▶ **Artigo**
--
Na mesma linha depôs outro ex-Independiente naquele Racing de 1967 (que continha ainda o atacante Norberto Raffo como outro campeão em comum; no seu caso, com o campeonato argentino de 1960 pelo Rojo), um brasileiro: João Cardoso, autor de um do gols na final da Libertadores de 1967, contou em entrevista ao Futebol Portenho que “a transferência para o Racing foi discreta e tranquila, fui vendido normalmente, sem problema nenhum. Quando vieram [o pessoal do Racing] falar comigo, já estavam acertados com o Independiente. Naquela época, até a rivalidade entre os clubes era normal. Quando a imprensa soube, eu já estava contratado pelo Racing”. Mas antes de vencer a Libertadores de 1967, era preciso ficar ao menos como vice do campeonato nacional.

Nas finais de 1967: conduzindo contra o Nacional na Libertadores e encarando John Hughes, do Celtic, na partida em Glasgow

Bem recebido pelos novos colegas, Mori, que só havia marcado um gol tanto em 1964 como em 1965 na liga doméstica, deixou três no torneio argentino de 1966: no 5-0 sobre o Quilmes, no 1-0 sobre o Estudiantes e no 2-1 sobre o Lanús, todos fora de casa – além de um gol em amistoso com o Milan finalizado em 1-1, ainda em junho (em dezembro, foi a vez dos campeões baterem por 3-2 o Bayern Munique no amistoso que inaugurou a nova iluminação noturna do Cilindro). De modo menos estatístico, Mori reforçava a defesa já sólida com Perfumo, Alfio Basile e o goleiro Cejas. A retaguarda racinguista foi a menos vazada, sofrendo 24 gols ao longo de 38 rodadas. O que eram quatorze jogos de invencibilidade ao fim de 1965 emendou-se para um total de 39 ao longo do torneio de 1966, um recorde no profissionalismo. Na liga argentina, só o Boca de Carlos Bianchi, com um jogo a mais, quebrou esse recorde, em 1999. Os comandados de Juan José Pizzuti viravam exatamente El Equipo de José.
--
▶ **Trecho de origem**
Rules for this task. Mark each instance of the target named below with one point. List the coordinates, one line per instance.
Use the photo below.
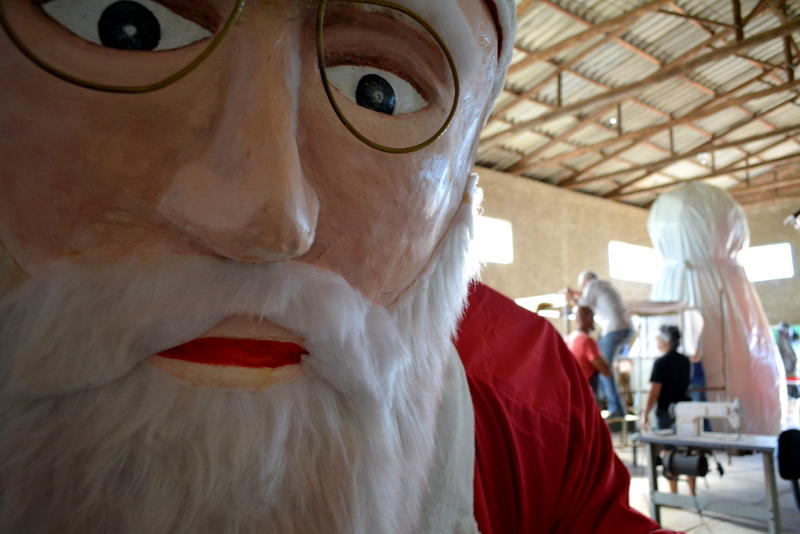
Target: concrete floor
(743, 482)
--
▶ **Instruções**
1 > Reescreva em forma de lista, mantendo os fatos principais, o parágrafo do texto sobre o Racing que começa com "Bem recebido pelos novos colegas".
2 > Edite o trecho do texto sobre o Racing que começa com as palavras "Na mesma linha" e termina com "do campeonato nacional.", trocando "discreta" por "silenciosa".

▶ **Resultados**
1 >
- Mori foi bem recebido pelos novos colegas.
- Ele havia marcado um gol em 1964 e um em 1965 na liga doméstica.
- No torneio argentino de 1966, fez três gols, todos fora de casa: no 5-0 sobre o Quilmes, no 1-0 sobre o Estudiantes e no 2-1 sobre o Lanús.
- Marcou também no amistoso de junho contra o Milan, que terminou 1-1.
- Em dezembro, o Racing venceu o Bayern Munique por 3-2 no amistoso que inaugurou a nova iluminação noturna do Cilindro.
- Mori reforçou uma defesa já sólida, com Perfumo, Alfio Basile e o goleiro Cejas.
- A defesa foi a menos vazada, com 24 gols sofridos em 38 rodadas.
- A invencibilidade de quatorze jogos do fim de 1965 chegou a 39 jogos ao longo de 1966, um recorde no profissionalismo.
- Na liga argentina, só o Boca de Carlos Bianchi quebrou esse recorde, em 1999, com um jogo a mais.
- O time de Juan José Pizzuti ficou conhecido como El Equipo de José.

2 >
Na mesma linha depôs outro ex-Independiente naquele Racing de 1967 (que continha ainda o atacante Norberto Raffo como outro campeão em comum; no seu caso, com o campeonato argentino de 1960 pelo Rojo), um brasileiro: João Cardoso, autor de um do gols na final da Libertadores de 1967, contou em entrevista ao Futebol Portenho que “a transferência para o Racing foi silenciosa e tranquila, fui vendido normalmente, sem problema nenhum. Quando vieram [o pessoal do Racing] falar comigo, já estavam acertados com o Independiente. Naquela época, até a rivalidade entre os clubes era normal. Quando a imprensa soube, eu já estava contratado pelo Racing”. Mas antes de vencer a Libertadores de 1967, era preciso ficar ao menos como vice do campeonato nacional.